(SOURCE EXTRACT):

Apoptotic protein profiling in 1% O₂ hypoxia-treated hPSCs

hPSCs are very susceptible to undergo apoptosis due to their higher state of mitochondrial priming, a lowered cell intrinsic threshold for initiating mitochondrial-induced apoptosis, based on the balance between pro- and anti-apoptotic protein members of the BCL-2 family^5,14,20. Bearing this in mind, we performed western blot assays to analyze the expression levels of crucial BCL-2 family members in hPSCs at 4-, 8- and 24-h post-hypoxia (1% O₂).

Particularly, we studied the expression levels of BCL-X_L and BCL-2, key anti-apoptotic proteins; BAX, pro-apoptotic protein constitutively active at the Golgi in hPSCs¹⁴; and MCL-1 (anti-apoptotic), PUMA (pro-apoptotic) and NOXA (pro-apoptotic) which are highly expressed and rapidly responding proteins in hPSCs^21,22. Results shown in Fig. 5a and Supplementary Figure S5 indicate that BCL-X_L, BCL-2, BAX, PUMA, and NOXA expression levels did not significantly change upon hypoxia treatment at early time points. However, MCL-1 expression levels significantly decreased as soon as 4 h post-1% O₂ incubation in both H9 hESCs and FN2.1 hiPSCs. Nevertheless, MCL-1 mRNA expression levels (quantified with RT-qPCR) were not altered with 1% O₂ treatment (Fig. 5b). In addition, we did not detect changes in the mRNAs expression levels of the rest of the BCL-2 family genes except for those of NOXA that significantly increased in FN2.1 hiPSCs upon 24 h of 1% O₂ treatment (Supplementary Fig. S6).

Figure 5.

BCL-2 family members and P53 protein expression levels. Expression levels of (a, c) BCL-2 family members, including BCL-X_L (anti-apoptotic), BCL-2 (anti-apoptotic), MCL-1 (anti-apoptotic), BAX (pro-apoptotic), NOXA (pro-apoptotic) and PUMA (pro-apoptotic) (a) or P53 (c) were analyzed by western blot in H9 and FN2.1 cells at 4, 8 and 24 h upon 1% O₂ hypoxia treatment. ACTIN was used as loading control. Representative blots of three independent experiments are shown (original western blot images are presented in Supplementary Fig. S13, S14, and S15). Bar graphs represent the densitometric quantification of bands. Data are expressed as means + SEM fold induction relative to normoxia (Norm.) and statistical analysis was done by Student’s t-test, (*) p < 0.05, (**) p < 0.01, and (***) p < 0.001 versus normoxia. (b) mRNA expression levels of MCL-1 were analyzed by RT-qPCR at 2, 4, 8, and 24 h upon 1% O₂ hypoxia induction. RPL7 expression was used as normalizer. Graph shows mean + SEM mRNA fold induction relative to normoxia (arbitrarily set as 1) from three independent experiments. Statistical analysis was done by Student’s t-test.

(Dataset entries):
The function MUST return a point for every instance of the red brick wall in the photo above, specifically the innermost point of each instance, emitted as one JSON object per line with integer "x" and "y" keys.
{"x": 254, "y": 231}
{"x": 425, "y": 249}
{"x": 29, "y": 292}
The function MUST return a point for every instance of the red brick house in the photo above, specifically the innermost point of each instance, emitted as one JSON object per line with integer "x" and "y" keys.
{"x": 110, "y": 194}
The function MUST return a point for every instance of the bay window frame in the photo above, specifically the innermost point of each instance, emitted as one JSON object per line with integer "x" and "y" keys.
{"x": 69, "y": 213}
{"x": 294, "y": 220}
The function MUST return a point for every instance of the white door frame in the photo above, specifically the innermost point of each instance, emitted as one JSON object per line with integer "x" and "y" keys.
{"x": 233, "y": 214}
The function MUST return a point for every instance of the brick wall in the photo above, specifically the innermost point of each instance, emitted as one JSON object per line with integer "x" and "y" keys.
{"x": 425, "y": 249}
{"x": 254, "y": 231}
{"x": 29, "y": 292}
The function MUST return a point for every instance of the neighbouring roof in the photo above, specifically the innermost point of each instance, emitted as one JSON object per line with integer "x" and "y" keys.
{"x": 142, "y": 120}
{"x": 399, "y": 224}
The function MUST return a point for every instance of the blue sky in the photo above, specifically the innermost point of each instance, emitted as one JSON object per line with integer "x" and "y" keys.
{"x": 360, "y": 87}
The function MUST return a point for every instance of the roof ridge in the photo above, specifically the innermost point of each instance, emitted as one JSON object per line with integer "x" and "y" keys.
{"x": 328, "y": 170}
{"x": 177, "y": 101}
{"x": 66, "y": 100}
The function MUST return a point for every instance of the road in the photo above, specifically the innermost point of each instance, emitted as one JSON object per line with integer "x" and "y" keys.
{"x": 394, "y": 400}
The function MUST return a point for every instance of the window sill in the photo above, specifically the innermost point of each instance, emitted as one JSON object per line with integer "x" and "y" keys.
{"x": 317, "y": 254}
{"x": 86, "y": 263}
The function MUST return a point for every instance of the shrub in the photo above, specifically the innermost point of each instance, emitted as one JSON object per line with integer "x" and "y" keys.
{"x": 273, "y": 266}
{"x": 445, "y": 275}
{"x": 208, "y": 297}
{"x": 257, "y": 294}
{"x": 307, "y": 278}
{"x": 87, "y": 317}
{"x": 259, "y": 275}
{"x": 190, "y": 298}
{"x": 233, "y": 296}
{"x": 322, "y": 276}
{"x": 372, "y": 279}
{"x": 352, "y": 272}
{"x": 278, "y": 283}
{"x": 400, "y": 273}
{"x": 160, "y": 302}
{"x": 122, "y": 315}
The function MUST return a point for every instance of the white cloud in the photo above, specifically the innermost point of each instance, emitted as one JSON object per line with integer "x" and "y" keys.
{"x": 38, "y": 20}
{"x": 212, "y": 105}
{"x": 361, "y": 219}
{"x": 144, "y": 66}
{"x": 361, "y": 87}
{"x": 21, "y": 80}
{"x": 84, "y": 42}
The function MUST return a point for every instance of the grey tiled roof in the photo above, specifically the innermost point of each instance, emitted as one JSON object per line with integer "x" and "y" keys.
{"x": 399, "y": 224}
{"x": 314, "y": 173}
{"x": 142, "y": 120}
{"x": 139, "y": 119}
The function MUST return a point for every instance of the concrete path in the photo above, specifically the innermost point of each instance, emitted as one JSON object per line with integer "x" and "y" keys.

(EXERCISES):
1. Output the stretch of the hypoxia protein passage from "Apoptotic protein profiling" through "post-hypoxia (1% O₂).".
2. Answer these questions from the hypoxia protein passage:
(a) Which protein's expression levels significantly decreased as soon as 4 h after 1% O₂ incubation?
(b) What was used as the loading control in the western blots?
(c) What expression was used as the normalizer for the RT-qPCR of MCL-1?
3. Resume the hypoxia protein passage after its last sentence.
The rows play no part in this work.

(ANSWER SECTION):
1.
Apoptotic protein profiling in 1% O₂ hypoxia-treated hPSCs

hPSCs are very susceptible to undergo apoptosis due to their higher state of mitochondrial priming, a lowered cell intrinsic threshold for initiating mitochondrial-induced apoptosis, based on the balance between pro- and anti-apoptotic protein members of the BCL-2 family^5,14,20. Bearing this in mind, we performed western blot assays to analyze the expression levels of crucial BCL-2 family members in hPSCs at 4-, 8- and 24-h post-hypoxia (1% O₂).

2.
(a) MCL-1
(b) ACTIN
(c) RPL7 expression

3.
We further calculated the ratio of the protein expression levels of BAX to MCL-1 and compared them between normoxia and different time points upon hypoxia (1% O₂) induction. We found that BAX/MCL-1 ratio was increased by hypoxia (H9: 1.79 ± 0.11, 1.59 ± 0.18 and 3.07 ± 0.54-fold induction vs. normoxia for 4 h, 8 h, and 24 h 1% O₂ hypoxia, respectively; FN2.1: 1.96 ± 0.34, 1.55 ± 0.06 and 2.76 ± 0.79-fold induction vs. normoxia for 4 h, 8 h and 24 h 1% O₂ hypoxia, respectively) (Fig. 5a). These findings suggest that BAX/MCL-1 ratio may serve as a rheostat to determine the susceptibility of hPSCs to undergo apoptosis upon hypoxia (1% O₂) exposure.

On the other hand, P53 is a transcription factor known to be activated by hypoxia²³. P53 can induce genes that codify for some proteins involved in the intrinsic apoptosis pathway²⁴. To study the possible role of P53 in our acute hypoxia model, we first quantified P53 expression levels by western blot in hPSCs incubated for 4, 8, and 24 h under 1% O₂. We found that P53 expression levels were not upregulated by 1% O₂ in hPSCs (Fig. 5c). P53 expression levels significantly decreased in H9 hESCs upon 24 h of 1% O₂ treatment (Fig. 5c). Moreover, siRNA-mediated downregulation of P53 did not revert the increased apoptosis or necrosis induced by 1% O₂ as judged by PI staining and Trypan blue dye exclusion data (Supplementary Fig. S7). These results discard P53 participation in 1% O₂-induced apoptosis in hPSCs.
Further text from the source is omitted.